* **TEXTE FOURNI**
La faute en responsabilité civile (notion, éléments constitutifs)

La faute dansdans responsabilité du fait personnel définition et éléments constitutifs

2 textes qui la régissent, article 1382 et 1383 du code civil. 3 conditions pour qu’elle soit engagée :

  • · Une faute (étudié ici)
  • · Un dommage
  • · Un lien de causalité entre faute et dommage

Section 1. La notion de faute.

Pas de définition dans le code civil. Dans les pays de Common Law il n’existe pas de responsabilité du fait d’autrui fondé sur la notion de faute, il y a juste une série de cas prévus.

C’est un comportement illicite.

2 courants :

  • Selon Plagnol : il y a faute en cas de violation d’une obligation préexistante. Si la loi ne prévoit pas de norme de comportement spécifique, il y a un problème. Il est difficile de déterminer toutes les obligations préexistantes.
  • Selon un autre : comme une erreur ou une défaillance de conduite. Comment identifier des comportements fautifs des non fautifs. Par rapport à qui et à quoi ? Ici le juge apprécie quand il n’y a pas d’obligation définie par la loi.

En réalité ces deux courants se complètent, ce serait donc un comportement jugé comme défectueux, soit parce qu’il est inspiré par l’intention de nuire, soit parce qu’il va à l’encontre d’une règle, soit parce qu’il parait déraisonnable et maladroit. L’article 5 du projet Terré va dans ce sens. La jurisprudence colle tantôt à l’une ou à l’autre des définitions.

Section 2. Les éléments constitutifs d’une faute.

  • &1. Élément objectif de la faute.

Pour qu’un fait personnel soit qualifié de faute, il faut un élément matériel et un élément d’illicéité.

Tout fait quelconque : cette expression peut englober tout type d’acte ou de fait. La faute s’adapte à tout type d’agissement (exemple : la rupture fautive de fiançailles).

Ces faits peuvent être des actes positifs ou négatifs.

L’abstention pure et simple peut-elle constituer une faute ? L’abstention qui vise à nuire est une faute (criminel qui laisse une autre personne être accusée à sa place). Lorsqu’il existe une obligation légale d’agir, l’abstention est aussi une faute.

Même en l’absence de norme imposant d’agir, la jurisprudence admet parfois qu’il y a faute s’il y a abstention, arrêt Branly (Turpin dans un article sur la TSF a omis volontairement de citer l’inventeur Branly, qui a agi pour omission fautive et eu gain de cause, sur la base que Turpain n’avait pas apporté, s’était abstenu d’apporter, une information objective).

Tout fait personnel, article 1382, de l’homme, une faute doit être un fait de l’homme. A l’origine le code civil a exclu les choses. S’il existe une responsabilité du fait des choses, c’est la personne en tant que gardien qui en est responsable.

Toutes les personnes, morales et physiques sont responsables. Il est ainsi possible d’engager la responsabilité d’un syndicat, lors de grève par exemple s’il participe à des actions fautives. Arrêt 2èmeciv du 07 juillet 2011 une association sportive organise une manifestation avec un taureau qui blesse et tue un participant, l’association est assignée et se défend sur le fait que la police sur les lieux publics est organisé par les communes, or l’association devait mettre des barrières de sécurité efficaces.

* **ENREGISTREMENTS**
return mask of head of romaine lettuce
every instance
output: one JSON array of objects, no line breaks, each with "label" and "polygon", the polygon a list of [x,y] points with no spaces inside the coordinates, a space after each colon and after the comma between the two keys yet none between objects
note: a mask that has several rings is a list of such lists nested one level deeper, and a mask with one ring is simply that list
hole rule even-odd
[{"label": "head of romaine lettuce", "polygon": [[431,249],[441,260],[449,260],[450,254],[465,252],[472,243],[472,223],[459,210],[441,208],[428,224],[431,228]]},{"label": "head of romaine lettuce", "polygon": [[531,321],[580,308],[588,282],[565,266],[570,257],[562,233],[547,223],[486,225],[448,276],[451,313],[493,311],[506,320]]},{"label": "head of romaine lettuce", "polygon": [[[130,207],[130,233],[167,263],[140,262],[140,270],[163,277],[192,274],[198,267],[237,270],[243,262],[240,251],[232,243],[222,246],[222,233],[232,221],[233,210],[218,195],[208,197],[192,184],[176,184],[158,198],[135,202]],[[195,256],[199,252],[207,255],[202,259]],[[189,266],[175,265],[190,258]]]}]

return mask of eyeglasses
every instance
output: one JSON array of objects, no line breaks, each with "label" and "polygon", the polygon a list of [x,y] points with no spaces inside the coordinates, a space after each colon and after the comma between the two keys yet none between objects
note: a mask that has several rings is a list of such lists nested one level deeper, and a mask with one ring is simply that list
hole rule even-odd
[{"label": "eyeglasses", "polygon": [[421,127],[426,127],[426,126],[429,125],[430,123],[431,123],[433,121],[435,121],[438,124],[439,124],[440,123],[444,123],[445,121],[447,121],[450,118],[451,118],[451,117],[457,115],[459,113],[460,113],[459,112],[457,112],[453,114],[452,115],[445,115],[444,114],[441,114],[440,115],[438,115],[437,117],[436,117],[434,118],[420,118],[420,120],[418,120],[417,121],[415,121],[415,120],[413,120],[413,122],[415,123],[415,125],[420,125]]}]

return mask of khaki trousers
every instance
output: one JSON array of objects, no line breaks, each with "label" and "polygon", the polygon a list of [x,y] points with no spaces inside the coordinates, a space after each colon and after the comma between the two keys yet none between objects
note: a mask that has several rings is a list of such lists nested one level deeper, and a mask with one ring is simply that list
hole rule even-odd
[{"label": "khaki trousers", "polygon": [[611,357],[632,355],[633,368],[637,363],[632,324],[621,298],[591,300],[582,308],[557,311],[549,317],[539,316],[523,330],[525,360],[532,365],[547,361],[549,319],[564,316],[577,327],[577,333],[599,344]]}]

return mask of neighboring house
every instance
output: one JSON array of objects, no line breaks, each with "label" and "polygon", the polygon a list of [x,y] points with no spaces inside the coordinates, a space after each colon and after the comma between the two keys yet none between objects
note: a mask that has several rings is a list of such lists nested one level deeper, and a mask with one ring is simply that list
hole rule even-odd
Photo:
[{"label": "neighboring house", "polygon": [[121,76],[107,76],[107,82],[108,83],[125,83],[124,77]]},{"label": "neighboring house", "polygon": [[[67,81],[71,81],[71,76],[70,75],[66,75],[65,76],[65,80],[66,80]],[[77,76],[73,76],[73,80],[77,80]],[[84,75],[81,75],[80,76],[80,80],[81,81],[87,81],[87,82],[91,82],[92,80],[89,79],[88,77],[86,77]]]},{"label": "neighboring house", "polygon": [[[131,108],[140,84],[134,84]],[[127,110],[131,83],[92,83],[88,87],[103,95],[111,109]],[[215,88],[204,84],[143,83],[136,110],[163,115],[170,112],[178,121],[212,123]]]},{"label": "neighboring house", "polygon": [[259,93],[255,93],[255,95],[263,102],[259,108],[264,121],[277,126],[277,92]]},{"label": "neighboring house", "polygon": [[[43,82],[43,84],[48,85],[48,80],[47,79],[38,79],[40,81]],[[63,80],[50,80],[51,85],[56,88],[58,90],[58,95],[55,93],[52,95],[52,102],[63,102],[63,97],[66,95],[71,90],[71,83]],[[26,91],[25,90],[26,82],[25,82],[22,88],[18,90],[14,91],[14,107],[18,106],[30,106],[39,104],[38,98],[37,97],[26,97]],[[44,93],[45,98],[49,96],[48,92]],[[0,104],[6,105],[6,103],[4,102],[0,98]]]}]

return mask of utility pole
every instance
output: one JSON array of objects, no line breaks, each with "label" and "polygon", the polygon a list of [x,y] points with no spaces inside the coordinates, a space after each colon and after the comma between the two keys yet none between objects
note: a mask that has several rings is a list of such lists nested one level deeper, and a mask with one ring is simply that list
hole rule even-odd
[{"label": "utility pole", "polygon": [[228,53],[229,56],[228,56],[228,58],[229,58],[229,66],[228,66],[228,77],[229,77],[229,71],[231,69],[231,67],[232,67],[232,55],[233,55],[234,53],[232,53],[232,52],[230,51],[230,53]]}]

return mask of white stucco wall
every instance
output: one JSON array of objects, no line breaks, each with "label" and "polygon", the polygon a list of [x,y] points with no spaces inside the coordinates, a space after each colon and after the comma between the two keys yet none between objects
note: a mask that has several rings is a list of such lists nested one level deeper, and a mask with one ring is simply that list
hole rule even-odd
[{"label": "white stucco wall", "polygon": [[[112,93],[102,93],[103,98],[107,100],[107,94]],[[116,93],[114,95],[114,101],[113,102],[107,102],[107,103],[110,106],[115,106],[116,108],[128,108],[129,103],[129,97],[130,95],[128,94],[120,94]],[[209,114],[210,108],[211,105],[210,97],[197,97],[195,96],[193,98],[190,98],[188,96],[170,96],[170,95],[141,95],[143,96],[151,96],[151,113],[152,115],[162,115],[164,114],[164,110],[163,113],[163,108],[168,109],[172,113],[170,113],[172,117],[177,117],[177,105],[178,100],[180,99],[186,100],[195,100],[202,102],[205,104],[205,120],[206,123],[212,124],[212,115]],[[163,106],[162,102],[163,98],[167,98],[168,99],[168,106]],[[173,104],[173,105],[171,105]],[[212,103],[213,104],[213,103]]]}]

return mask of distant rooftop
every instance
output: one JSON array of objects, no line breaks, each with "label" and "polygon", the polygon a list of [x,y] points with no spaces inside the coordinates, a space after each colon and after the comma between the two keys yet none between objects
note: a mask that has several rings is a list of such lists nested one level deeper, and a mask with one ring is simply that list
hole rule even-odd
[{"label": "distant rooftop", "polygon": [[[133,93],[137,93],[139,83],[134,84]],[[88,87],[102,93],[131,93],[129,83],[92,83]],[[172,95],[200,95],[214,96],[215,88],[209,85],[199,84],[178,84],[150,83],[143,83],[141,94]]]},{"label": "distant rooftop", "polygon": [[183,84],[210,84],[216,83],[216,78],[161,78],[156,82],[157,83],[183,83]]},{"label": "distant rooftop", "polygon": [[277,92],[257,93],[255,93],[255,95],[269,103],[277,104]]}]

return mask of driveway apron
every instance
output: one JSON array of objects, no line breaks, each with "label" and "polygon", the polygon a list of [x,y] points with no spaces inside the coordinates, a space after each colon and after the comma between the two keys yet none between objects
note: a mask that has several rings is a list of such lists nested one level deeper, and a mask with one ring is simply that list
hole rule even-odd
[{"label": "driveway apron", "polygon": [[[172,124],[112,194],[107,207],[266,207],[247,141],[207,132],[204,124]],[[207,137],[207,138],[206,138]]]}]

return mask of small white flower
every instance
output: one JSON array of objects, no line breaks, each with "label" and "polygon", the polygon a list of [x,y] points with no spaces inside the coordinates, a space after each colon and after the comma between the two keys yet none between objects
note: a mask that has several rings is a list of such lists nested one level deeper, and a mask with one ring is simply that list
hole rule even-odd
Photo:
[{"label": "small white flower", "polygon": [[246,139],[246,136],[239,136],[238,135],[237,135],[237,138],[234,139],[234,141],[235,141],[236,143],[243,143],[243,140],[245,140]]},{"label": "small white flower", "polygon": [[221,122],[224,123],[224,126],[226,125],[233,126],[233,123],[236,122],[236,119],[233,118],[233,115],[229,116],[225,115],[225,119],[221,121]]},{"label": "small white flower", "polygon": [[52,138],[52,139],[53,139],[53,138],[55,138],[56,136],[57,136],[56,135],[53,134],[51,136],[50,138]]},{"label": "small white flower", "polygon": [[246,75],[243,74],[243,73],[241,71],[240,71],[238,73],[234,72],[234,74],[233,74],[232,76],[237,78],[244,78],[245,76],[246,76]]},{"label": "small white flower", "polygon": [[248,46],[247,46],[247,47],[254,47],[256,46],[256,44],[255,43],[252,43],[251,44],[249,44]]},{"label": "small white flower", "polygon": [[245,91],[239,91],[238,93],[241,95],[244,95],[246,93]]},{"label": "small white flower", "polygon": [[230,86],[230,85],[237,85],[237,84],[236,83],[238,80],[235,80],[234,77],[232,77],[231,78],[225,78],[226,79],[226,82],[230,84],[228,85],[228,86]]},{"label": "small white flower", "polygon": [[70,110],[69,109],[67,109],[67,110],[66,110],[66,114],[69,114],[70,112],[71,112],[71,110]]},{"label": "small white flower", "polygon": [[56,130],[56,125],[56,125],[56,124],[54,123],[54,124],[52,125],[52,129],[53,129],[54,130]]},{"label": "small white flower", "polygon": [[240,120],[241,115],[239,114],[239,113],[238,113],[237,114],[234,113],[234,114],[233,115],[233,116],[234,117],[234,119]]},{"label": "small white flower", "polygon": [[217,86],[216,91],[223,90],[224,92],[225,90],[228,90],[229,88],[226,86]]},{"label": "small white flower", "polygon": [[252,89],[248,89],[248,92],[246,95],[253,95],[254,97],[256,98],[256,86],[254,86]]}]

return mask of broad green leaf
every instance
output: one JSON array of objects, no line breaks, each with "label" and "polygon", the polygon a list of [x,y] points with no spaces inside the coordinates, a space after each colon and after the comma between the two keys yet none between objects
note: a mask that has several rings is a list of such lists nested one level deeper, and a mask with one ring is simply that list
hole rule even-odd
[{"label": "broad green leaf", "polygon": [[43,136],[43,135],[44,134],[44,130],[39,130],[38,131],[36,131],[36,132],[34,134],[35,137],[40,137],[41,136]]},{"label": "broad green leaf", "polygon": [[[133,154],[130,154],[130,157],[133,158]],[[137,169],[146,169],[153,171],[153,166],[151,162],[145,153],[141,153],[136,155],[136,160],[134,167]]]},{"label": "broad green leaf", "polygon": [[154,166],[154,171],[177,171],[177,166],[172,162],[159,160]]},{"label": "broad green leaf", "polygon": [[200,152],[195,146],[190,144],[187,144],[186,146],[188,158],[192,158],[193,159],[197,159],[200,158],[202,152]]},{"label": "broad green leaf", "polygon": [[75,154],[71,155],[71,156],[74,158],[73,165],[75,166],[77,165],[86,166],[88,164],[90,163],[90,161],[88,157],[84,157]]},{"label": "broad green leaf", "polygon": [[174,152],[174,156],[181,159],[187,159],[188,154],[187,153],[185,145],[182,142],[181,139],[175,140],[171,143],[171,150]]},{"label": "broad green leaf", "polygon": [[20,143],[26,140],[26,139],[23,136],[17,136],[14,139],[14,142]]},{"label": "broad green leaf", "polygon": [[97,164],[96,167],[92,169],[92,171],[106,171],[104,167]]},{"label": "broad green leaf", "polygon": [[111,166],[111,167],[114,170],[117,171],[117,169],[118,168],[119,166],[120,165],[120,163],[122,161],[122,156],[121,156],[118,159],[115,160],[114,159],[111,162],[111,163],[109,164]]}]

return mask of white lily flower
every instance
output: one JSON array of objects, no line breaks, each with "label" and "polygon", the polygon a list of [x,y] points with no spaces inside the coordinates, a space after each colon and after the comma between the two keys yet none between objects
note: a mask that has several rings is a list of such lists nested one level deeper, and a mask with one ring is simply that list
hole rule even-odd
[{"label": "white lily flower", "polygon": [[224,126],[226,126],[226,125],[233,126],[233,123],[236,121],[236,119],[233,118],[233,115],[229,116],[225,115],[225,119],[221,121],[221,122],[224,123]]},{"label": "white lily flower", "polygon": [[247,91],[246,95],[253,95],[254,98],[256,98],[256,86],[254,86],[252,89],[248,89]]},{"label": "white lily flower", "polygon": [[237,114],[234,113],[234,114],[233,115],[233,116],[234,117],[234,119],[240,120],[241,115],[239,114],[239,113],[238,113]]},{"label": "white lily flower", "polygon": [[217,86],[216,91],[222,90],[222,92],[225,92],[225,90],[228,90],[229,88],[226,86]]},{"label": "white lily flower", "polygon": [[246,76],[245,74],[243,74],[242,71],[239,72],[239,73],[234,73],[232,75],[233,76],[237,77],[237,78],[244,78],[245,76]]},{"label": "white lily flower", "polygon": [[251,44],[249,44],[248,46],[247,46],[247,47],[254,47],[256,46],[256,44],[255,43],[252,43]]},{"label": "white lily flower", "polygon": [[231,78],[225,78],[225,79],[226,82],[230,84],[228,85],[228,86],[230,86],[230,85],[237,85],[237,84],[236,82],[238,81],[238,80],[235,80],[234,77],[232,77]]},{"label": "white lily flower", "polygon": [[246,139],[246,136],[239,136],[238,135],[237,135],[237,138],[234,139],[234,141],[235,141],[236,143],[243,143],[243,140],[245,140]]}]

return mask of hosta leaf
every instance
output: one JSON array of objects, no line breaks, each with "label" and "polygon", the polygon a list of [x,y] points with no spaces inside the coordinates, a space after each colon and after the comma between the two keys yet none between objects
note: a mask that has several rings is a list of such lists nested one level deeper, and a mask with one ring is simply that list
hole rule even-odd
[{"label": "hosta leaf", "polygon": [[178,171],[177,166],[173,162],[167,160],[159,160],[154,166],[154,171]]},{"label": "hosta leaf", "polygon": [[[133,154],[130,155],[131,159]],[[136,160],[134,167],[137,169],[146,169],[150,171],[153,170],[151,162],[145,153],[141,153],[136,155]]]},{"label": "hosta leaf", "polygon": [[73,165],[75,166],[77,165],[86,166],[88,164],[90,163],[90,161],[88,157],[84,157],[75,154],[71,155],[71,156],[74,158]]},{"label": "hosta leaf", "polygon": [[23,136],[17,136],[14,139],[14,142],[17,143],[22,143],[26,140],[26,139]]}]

* **CONSIGNES**
#1 D'après le texte sur la faute en responsabilité civile, quels articles du code civil régissent la responsabilité du fait personnel ?
#2 Poursuivez le texte sur la faute en responsabilité civile à partir de sa dernière phrase.

* **RÉPONSES PAR TÂCHE**
#1 Les articles 1382 et 1383 du code civil.

#2
Dans quelle condition peut-on engager la responsabilité d’un dirigeant de société, sa responsabilité personnelle en plus de celle de la personne morale, peut-elle être engagée ? La jurisprudence exige la caractérisation d’une faute détachable de la fonction du dirigeant. C’est le cas lorsque le dirigeant commet intentionnellement une faute très grave, c’est le cas du dirigeant qui organise son insolvabilité.

Il faut aussi que le fait de l’homme soit illicite.

  • &2. Elément d’illicéité.
  • Illicéité :

Un acte est illicite lorsqu’il est contraire au droit.

Il existe certains textes qui édictent expressément un devoir extra contractuel (lois, règlements). Certains textes peuvent aussi être pénalement sanctionnés.

D’autres comportements sont uniquement sanctionnés sur le plan civil, comme l’adultère (art.212 du code civil).

L’obligation peut ne pas être prévue par un texte. Ces devoirs résultent de la norme de civilité. Ici, les tribunaux reconnaissent occasionnellement des obligations qui s’imposent aux citoyens.

Pour savoir s’il y a faute en l’absence de texte, les juges vont examiner le comportement par rapport à la norme dite « du bon père de famille ». Actuellement on souhaite la remplacer par « soin raisonnable » ou « raisonnablement ». (Chronique critique de Felix Rom, alias Denis Mazeau, sur l’amendement déposé, qui dit que ce n’est pas la peine de réformer cette notion, norme).

Concrètement le juge se pose la question suivante : est-ce qu’une personne normalement diligente aurait dans les mêmes circonstances adopté le même comportement ou accompli le même acte ?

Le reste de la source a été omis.